GIVEN PROBLEM — List the landmarks that the Islington Village guide says frame the area.

DOCUMENT —
☆ ☆ ☆

Islington Village
A genuine Etobicoke village with post-war character, two subway stations, and the kind of backyard space that has become increasingly hard to find in Toronto.
A complete guide to Islington Village: home prices, Thorncrest Village sub-area, Kipling GO access, schools, and how it compares to Bloor West Village and other south Etobicoke options.
Understanding Islington Village
Islington Village is one of Etobicoke's most genuine communities: a real village, with a real main street, built around the historic intersection of Dundas Street West and Islington Avenue. The neighbourhood took shape in the postwar decades when Etobicoke was suburbanizing rapidly, and the housing stock reflects that era. Brick bungalows and two-storey homes on 40 to 50 foot lots, well-maintained and increasingly updated by buyers who want a Toronto address, subway access, and a backyard.
Within the neighbourhood's broader boundaries, character varies. Thorncrest Village, a planned community developed in the late 1940s and 1950s at the neighbourhood's northern edge, occupies a premium position: curvilinear streets, larger lots, a longstanding community association, and prices at the upper end of the Islington Village range. The rest of Islington Village is a consistent, family-friendly residential fabric with no dramatic variation in character between blocks.
The Old Dundas Street and Islington Avenue commercial strip gives the neighbourhood a real centre, one that the surrounding suburban grid often lacks. Independent restaurants, cafes, and local retail anchor the village feel, and residents consistently describe the commercial core as one of the reasons they chose Islington Village over alternatives further out.
Islington Village is centred around the historic intersection of Dundas Street West and Islington Avenue. Exact neighbourhood boundaries vary depending on whether you are looking at City of Toronto planning maps, school catchments, MLS districts, or local community definitions. The key landmarks framing the area are Bloor Street West, Burnhamthorpe Road, Kipling Avenue, and Mimico Creek, with Thorncrest Village forming a distinct sub-community within the broader neighbourhood footprint.
These are approximate. The City of Toronto, the local BIA, TDSB school catchment maps, and MLS district definitions do not all draw Islington Village's borders the same way. Thorncrest Village maintains its own distinct community identity within the broader neighbourhood label. Verify your specific address's school catchment, neighbourhood designation, and property assessment individually before purchasing.
Pros, Cons, and What Surprises Buyers
- Post-war detached homes with backyards at lower prices than comparable Etobicoke neighbourhoods
- Two subway stations on Line 2 within walking distance (Kipling and Islington)

☆ ☆ ☆

Point annotations for photos:
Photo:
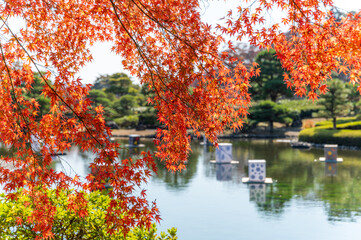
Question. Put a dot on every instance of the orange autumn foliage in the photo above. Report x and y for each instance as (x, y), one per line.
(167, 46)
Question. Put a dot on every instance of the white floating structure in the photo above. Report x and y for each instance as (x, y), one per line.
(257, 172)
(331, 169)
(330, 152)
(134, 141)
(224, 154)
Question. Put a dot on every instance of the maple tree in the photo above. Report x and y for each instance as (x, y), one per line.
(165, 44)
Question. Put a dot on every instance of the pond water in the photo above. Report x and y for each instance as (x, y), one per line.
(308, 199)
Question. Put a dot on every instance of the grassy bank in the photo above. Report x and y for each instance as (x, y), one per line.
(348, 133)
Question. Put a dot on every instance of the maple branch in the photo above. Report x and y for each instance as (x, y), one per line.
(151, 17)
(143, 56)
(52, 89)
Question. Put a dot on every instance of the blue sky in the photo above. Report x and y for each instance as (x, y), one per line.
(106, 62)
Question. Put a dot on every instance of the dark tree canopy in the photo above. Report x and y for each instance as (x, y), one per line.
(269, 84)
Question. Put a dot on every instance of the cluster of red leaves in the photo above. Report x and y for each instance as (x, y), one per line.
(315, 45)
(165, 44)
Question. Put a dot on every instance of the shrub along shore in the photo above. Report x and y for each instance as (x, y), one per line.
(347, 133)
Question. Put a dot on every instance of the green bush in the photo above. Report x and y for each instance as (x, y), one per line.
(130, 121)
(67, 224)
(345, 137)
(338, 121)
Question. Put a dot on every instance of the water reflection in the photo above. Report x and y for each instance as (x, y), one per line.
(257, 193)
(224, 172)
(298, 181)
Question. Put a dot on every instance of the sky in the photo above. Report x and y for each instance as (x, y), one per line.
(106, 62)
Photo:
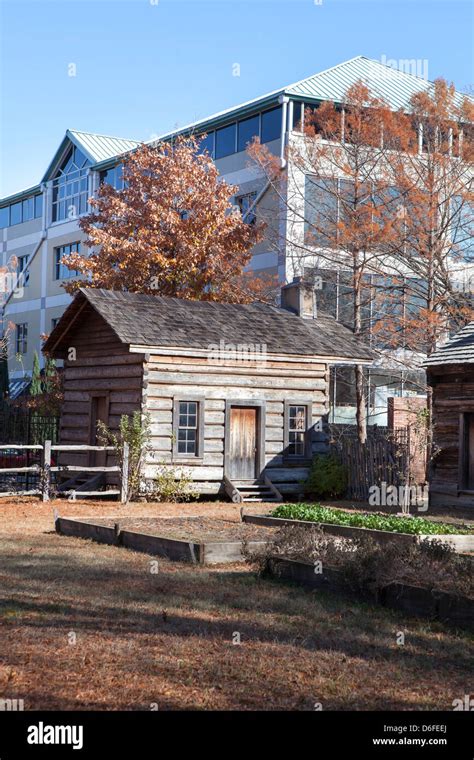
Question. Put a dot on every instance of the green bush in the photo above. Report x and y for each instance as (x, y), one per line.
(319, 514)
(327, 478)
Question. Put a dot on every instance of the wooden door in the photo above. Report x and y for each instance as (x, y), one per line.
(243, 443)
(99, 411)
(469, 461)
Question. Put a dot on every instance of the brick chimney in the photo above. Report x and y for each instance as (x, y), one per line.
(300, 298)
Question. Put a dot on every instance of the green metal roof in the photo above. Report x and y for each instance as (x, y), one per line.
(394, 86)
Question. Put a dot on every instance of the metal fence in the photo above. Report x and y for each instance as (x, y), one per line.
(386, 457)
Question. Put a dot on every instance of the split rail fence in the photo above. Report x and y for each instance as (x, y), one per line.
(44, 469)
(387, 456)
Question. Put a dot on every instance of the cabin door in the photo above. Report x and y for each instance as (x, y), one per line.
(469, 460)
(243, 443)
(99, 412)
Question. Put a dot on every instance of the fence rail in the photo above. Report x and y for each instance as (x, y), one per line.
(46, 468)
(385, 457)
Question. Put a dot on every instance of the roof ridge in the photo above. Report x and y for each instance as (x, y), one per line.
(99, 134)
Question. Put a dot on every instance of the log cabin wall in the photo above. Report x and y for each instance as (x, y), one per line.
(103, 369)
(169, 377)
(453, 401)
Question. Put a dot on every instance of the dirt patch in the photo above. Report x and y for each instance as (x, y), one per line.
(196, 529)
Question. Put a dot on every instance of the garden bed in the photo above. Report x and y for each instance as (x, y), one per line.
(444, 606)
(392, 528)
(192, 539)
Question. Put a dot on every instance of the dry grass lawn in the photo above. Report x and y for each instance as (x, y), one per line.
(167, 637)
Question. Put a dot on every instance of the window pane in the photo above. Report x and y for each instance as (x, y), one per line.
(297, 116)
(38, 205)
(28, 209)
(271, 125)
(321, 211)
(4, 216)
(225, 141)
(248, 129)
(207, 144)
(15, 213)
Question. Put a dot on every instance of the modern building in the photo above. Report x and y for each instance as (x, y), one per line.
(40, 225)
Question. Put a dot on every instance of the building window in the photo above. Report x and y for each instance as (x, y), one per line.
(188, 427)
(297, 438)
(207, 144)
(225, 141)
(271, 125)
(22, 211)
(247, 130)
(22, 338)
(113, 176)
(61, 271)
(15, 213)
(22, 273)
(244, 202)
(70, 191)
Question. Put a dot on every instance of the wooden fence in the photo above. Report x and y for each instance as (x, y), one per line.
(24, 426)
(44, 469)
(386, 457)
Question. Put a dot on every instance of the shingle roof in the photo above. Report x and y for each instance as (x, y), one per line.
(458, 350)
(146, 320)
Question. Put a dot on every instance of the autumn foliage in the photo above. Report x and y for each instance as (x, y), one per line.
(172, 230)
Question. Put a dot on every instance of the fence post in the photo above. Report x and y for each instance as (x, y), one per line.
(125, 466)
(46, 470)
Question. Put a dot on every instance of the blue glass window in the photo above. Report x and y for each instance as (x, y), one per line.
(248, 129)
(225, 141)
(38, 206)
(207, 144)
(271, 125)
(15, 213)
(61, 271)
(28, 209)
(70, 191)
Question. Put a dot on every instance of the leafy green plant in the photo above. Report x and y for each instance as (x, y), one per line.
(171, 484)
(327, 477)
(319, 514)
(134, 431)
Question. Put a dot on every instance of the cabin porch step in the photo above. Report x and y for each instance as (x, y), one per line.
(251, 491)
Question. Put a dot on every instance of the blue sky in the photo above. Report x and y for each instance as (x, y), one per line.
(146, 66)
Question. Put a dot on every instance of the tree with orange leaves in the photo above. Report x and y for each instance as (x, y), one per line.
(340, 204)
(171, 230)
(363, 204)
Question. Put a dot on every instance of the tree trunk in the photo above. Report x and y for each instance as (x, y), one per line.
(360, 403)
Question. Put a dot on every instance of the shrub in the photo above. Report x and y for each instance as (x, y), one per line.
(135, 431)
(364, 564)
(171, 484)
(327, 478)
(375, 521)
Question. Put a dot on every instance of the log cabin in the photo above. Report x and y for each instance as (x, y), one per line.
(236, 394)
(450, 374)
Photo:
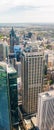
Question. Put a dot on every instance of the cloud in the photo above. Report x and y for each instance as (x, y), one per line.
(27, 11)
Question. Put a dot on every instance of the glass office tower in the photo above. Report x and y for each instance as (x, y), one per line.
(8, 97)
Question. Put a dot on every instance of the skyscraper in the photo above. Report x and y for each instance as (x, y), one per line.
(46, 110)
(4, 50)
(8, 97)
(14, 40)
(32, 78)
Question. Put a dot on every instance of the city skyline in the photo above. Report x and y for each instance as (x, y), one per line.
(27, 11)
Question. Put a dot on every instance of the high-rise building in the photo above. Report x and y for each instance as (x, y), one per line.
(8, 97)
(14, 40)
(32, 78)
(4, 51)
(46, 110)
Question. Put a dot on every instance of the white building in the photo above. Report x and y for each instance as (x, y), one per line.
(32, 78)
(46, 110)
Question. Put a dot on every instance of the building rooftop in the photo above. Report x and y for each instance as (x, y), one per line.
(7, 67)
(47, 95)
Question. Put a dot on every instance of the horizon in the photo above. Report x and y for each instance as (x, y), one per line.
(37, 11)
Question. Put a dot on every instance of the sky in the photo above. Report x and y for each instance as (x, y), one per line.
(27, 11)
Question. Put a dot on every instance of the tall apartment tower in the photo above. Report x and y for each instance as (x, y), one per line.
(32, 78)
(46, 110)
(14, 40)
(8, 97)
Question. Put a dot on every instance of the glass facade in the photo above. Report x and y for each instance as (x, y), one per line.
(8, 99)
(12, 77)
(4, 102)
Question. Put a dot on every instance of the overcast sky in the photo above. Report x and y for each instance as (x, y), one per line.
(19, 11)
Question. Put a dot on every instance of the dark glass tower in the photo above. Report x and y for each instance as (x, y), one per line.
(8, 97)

☆ ☆ ☆

RESULT — Bloor Street West, Burnhamthorpe Road, Kipling Avenue, Mimico Creek